::: Given information :::

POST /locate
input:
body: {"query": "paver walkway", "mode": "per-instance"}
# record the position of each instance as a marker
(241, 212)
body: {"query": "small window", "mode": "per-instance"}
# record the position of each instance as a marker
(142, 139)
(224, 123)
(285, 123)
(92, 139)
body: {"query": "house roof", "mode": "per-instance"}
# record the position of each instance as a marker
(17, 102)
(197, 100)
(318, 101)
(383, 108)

:::
::: Given information :::

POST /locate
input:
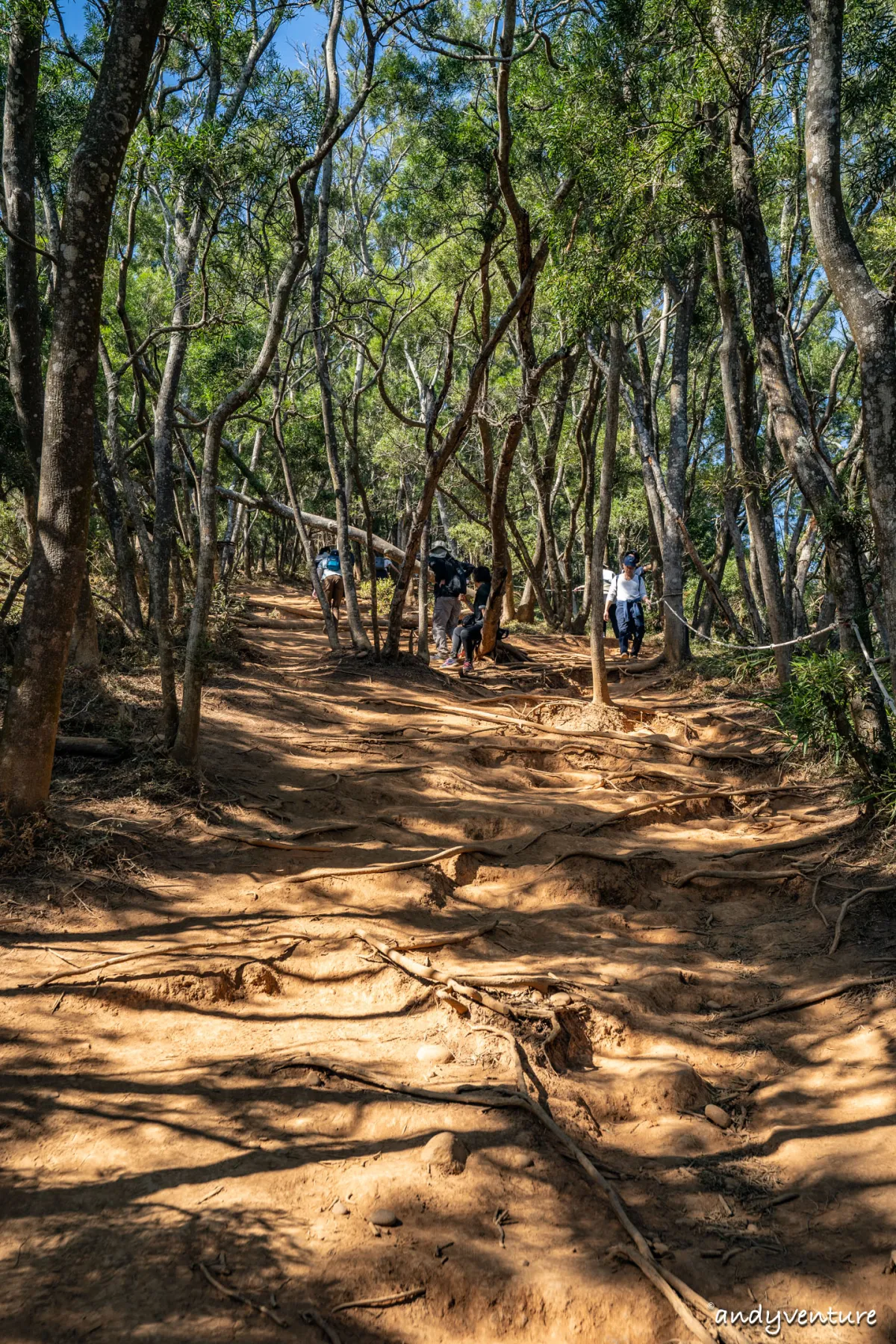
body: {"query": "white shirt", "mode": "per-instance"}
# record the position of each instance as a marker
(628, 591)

:::

* Required action:
Whichever lines of the records above hold the word "body" should all be copied out.

* Response:
body: {"query": "paver walkway", "mode": "per-instance"}
body: {"query": "small window", "mode": "per-instance"}
body: {"query": "house roof", "mode": "per-instance"}
body: {"query": "white shirt", "mode": "per-instance"}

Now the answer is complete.